Document section
The Supreme Court Friday asked the Centre to treat as representation a plea seeking direction to it to make arrangement for repatriation of Indian migrant workers who were granted amnesty by Kuwait amid COVID-19 pandemic and are living in vulnerable conditions in deportation camps there.
Observing that there seems to be a problem in Kuwait, a bench headed by Justice L Nageswara Rao said that the authority would treat the plea as a representation and dispose it of expeditiously.
Solicitor General Tushar Mehta told the bench, also comprising Justices S K Kaul and B R Gavai, that adequate arrangements are being made by the government to bring back stranded Indian citizens from abroad and several of them have already been brought back from Kuwait.
The counsel appearing for the petitioner told the bench, which was hearing the matter through video-conferencing, that thousands of Indian citizens are still kept in deportation camps in Kuwait in vulnerable conditions.
The plea, filed through advocate Jose Abraham, has said that Kuwait had granted general amnesty to those who do not have valid residency permits in the country due to difficulties faced on account of the COVID-19 outbreak.
It had said that those granted general amnesty in Kuwait were initially given time till April 30 to make arrangements for leaving the country, failing which they would be subjected to imprisonment.

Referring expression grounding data
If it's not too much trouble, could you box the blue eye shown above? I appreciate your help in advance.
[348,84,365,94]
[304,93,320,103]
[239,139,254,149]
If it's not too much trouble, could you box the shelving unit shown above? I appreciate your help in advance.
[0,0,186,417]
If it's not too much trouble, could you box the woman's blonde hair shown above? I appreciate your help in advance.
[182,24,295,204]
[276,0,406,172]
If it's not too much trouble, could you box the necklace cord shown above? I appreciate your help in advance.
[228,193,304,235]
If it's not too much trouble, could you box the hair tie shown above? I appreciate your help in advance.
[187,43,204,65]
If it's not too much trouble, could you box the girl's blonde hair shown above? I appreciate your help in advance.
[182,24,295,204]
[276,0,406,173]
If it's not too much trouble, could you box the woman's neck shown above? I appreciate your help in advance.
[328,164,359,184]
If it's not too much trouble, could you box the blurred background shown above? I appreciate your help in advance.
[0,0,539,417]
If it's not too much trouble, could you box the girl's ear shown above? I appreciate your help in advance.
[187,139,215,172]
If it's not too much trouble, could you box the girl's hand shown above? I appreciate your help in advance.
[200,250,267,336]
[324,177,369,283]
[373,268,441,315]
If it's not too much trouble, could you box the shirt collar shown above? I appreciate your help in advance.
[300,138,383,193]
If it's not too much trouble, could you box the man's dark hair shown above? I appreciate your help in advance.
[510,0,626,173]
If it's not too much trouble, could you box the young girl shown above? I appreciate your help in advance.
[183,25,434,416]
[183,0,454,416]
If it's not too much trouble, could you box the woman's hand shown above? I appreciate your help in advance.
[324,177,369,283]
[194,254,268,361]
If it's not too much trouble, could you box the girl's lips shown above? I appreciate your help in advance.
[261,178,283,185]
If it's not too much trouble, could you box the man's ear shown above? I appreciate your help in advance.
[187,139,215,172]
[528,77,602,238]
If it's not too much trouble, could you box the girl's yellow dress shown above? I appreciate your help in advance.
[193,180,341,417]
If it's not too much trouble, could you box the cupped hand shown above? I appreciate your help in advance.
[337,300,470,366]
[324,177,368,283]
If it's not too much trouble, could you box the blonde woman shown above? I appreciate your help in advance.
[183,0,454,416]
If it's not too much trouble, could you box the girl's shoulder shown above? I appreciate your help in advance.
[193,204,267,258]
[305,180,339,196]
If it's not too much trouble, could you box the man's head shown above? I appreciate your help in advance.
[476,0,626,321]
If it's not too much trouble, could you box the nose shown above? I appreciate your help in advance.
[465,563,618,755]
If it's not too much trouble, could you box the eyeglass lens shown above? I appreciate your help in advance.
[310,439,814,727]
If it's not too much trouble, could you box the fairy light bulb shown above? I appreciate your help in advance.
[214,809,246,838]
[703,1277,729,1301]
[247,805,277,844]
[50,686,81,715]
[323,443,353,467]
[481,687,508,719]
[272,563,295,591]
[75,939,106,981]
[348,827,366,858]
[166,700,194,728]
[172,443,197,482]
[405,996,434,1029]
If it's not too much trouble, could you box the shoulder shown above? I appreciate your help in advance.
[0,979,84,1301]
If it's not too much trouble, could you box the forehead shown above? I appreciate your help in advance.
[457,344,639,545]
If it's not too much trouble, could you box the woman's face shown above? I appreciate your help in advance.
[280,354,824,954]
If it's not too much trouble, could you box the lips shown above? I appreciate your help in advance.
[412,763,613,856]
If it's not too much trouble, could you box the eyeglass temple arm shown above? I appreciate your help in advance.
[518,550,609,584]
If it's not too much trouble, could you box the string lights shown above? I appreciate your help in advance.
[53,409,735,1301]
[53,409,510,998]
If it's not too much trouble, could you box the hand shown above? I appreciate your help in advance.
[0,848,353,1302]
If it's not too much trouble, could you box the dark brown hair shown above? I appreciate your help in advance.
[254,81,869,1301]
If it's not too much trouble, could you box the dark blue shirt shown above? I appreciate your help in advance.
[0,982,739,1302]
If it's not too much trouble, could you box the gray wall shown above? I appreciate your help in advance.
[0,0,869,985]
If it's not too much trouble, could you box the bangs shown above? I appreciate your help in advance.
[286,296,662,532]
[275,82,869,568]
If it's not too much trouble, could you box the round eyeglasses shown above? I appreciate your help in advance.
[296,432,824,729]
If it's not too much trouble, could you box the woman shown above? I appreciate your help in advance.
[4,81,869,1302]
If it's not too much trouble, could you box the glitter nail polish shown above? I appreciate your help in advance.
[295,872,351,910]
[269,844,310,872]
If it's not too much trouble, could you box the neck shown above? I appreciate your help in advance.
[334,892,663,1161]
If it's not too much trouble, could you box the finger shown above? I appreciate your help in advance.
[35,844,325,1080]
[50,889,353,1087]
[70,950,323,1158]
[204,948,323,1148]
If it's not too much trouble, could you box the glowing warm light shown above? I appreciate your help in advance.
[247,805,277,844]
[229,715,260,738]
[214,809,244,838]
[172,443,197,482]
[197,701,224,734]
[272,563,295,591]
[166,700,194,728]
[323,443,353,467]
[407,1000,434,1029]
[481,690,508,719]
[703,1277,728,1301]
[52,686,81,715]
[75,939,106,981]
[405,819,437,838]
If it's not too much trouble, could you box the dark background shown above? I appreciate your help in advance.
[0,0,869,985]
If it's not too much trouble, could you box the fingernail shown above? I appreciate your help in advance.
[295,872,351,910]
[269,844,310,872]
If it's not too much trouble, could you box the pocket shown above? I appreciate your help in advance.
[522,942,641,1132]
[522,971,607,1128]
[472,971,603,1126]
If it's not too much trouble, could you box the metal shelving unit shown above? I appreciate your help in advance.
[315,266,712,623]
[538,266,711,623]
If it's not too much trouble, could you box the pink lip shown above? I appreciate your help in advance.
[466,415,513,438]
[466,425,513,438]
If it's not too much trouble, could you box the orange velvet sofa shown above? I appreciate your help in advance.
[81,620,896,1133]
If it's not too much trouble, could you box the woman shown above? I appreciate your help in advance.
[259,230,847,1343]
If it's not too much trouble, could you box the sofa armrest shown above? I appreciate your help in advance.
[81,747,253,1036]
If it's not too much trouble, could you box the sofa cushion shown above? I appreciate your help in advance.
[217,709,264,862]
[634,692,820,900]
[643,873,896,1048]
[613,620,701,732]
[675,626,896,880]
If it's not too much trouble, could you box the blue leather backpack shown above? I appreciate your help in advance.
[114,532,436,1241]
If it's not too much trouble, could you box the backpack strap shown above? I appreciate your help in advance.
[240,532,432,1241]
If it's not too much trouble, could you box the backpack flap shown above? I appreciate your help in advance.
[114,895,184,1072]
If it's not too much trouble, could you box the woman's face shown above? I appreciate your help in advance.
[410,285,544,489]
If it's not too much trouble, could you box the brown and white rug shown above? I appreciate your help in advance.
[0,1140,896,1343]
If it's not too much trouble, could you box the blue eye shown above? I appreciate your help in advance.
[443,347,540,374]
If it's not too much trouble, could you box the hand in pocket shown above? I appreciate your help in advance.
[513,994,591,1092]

Tasks
a: Can you quote the news report on the Kuwait repatriation plea between "The counsel appearing" and "in vulnerable conditions.", inclusive?
b: In the news report on the Kuwait repatriation plea:
(i) Which justice headed the bench?
(ii) Through which advocate was the plea filed?
(iii) Until what date were those granted general amnesty initially given to leave Kuwait?
c: Could you carry on the news report on the Kuwait repatriation plea from where it stops?

Activity answers
a:
The counsel appearing for the petitioner told the bench, which was hearing the matter through video-conferencing, that thousands of Indian citizens are still kept in deportation camps in Kuwait in vulnerable conditions.

b:
(i) Justice L Nageswara Rao
(ii) Jose Abraham
(iii) April 30

c:
"However, due to the current lockdown which is in place and international travel restrictions due to outbreak of pandemic COVID-19, the petitioners and similarly placed expats who are beneficiaries of the general amnesty granted by state of Kuwait are unable to return to India and are languishing in detention camps in the state of Kuwait," the plea, filed by four Indian citizens who are in Kuwait, had said.
It had said that due to space crunch in such camps, social distancing is impossible and this makes the petitioners as well as similarly placed Indian citizens vulnerable to coronavirus infection.
The plea had claimed that Kuwait has offered to send back the petitioners along with other similarly placed people to India free of cost and by its own civil airlines.
It had sought a direction to the Centre and other concerned authorities to facilitate flights offered by Kuwait to land at Indian airports and receive all the repatriated beneficiaries of the amnesty.
It had alleged that the petitioners have sent representation to various officials, including the External Affairs Minister and other officials at Indian Embassy in Kuwait, but no action has been taken to repatriate them back to India.